Face à cette offensive, les sociaux-démocrates du PD, qui ont dirigé l'Italie de 2013 à 2018, tendent la main à un parti antisystème qui s'est en grande partie construit contre eux. 

Coalition majoritaire au Parlement

"On a fait un grand pas car tout le PD s'est réuni autour de cette décision", a déclaré mercredi le patron du parti de centre-gauche, Nicola Zingaretti, à l'issue d'une rencontre avec son état-major. Il va désormais soumettre cette proposition d'alliance à Sergio Mattarella, le président de la République italienne, qui doit valider toute nouvelle coalition gouvernementale.

Si le chef de l'État estime qu'aucune majorité solide n'existe pour gouverner au vu des équilibres au sein du Parlement, il pourrait décider de convoquer rapidement de nouvelles élections. Ce qu'espère Matteo Salvini, quand bien même celui-ci accuse un recul de popularité. Les Italiens lui reprochent d'avoir fait primer son ambition personnelle sur la stabilité gouvernementale.

Sur le papier, M5S et PD ont les troupes pour créer une coalition majoritaire dans les deux chambres. À la Chambre des députés, ils seraient 333 sur 630 (le M5S y compte 222 sièges et le PD, 111) et au Sénat, 171 sur 315 si l'on inclut les progressistes du LeU. 

Le PD pose ses conditions

Dans un discours prononcé en interne et relayé par les médias italiens, Nicola Zingaretti a posé cinq conditions programmatiques au M5S pour sceller un accord:

"Appartenance loyale à l'Europe, pleine reconnaissance de la démocratie représentative et de la centralité du Parlement, développement basé sur le respect de l'environnement, changement de cap dans la gestion des flux migratoires avec un rôle prééminent de l'Europe, virage dans la politique économique et sociale vers davantage de redistribution et d'investissement."

"Le M5S s'est construit sur l'anti-renzisme"

Comme le souligne Lenny Benbara, fondateur du site d'information Le Vent Se Lève et spécialiste de la vie politique italienne, cette alliance aurait malgré tout de quoi surprendre.

------------------------

• _Exercice proposé_:
Pouvez-vous poursuivre l'extrait sur le projet d'alliance entre le PD et le M5S en Italie, en repartant de sa dernière phrase ? Les données qui suivent ne sont pas nécessaires.

• _Données fournies_:
------------------------

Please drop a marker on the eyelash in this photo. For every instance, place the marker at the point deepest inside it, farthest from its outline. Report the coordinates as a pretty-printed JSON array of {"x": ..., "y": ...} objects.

------------------------

• _La réponse_:
"Le M5S s'est construit sur l'anti-berlusconisme et l'anti-renzisme", rappelle-t-il à BFMTV.com, en référence au combat mené par le parti antisystème contre Silvio Berlusconi puis, surtout, Matteo Renzi, président du Conseil de 2014 à 2016 et figure de proue du PD. Aux yeux du M5S, Matteo Renzi demeure l'incarnation de la technocratie néolibérale.

"L'ironie, c'est que lors des élections de 2018 (qui ont accouché de la coalition M5S-La Lega, ndlr), Matteo Renzi avait torpillé les négociations entre le PD et le M5S. Aujourd'hui, Renzi peut s'appuyer sur le soutien des parlementaires sociaux-démocrates acquis à sa cause, contrairement à Zingaretti, qui a été élu à la tête du PD il y a à peine cinq mois." 

Renzi en arrière-plan

Caciques du même parti, les deux hommes en représentent des tendances différentes: Renzi incarne l'aile démocrate-chrétienne et souhaite à terme créer un mouvement semblable à La République en marche. Le M5S refusera catégoriquement de gouverner à ses côtés si les deux camps réussissaient à bricoler une majorité. D'où les gages donnés par Matteo Renzi qui, devant le Sénat, a déclaré qu'il soutiendrait cette éventuelle alliance sans y participer en tant que ministre.

"Il accepte de se mettre en retrait car son projet de grand mouvement social-libéral n'est pas suffisamment prêt pour affronter des élections anticipées. Or, si Sergio Mattarella devait décider d'en convoquer faute de majorité solide, la droite aurait toutes les chances de l'emporter."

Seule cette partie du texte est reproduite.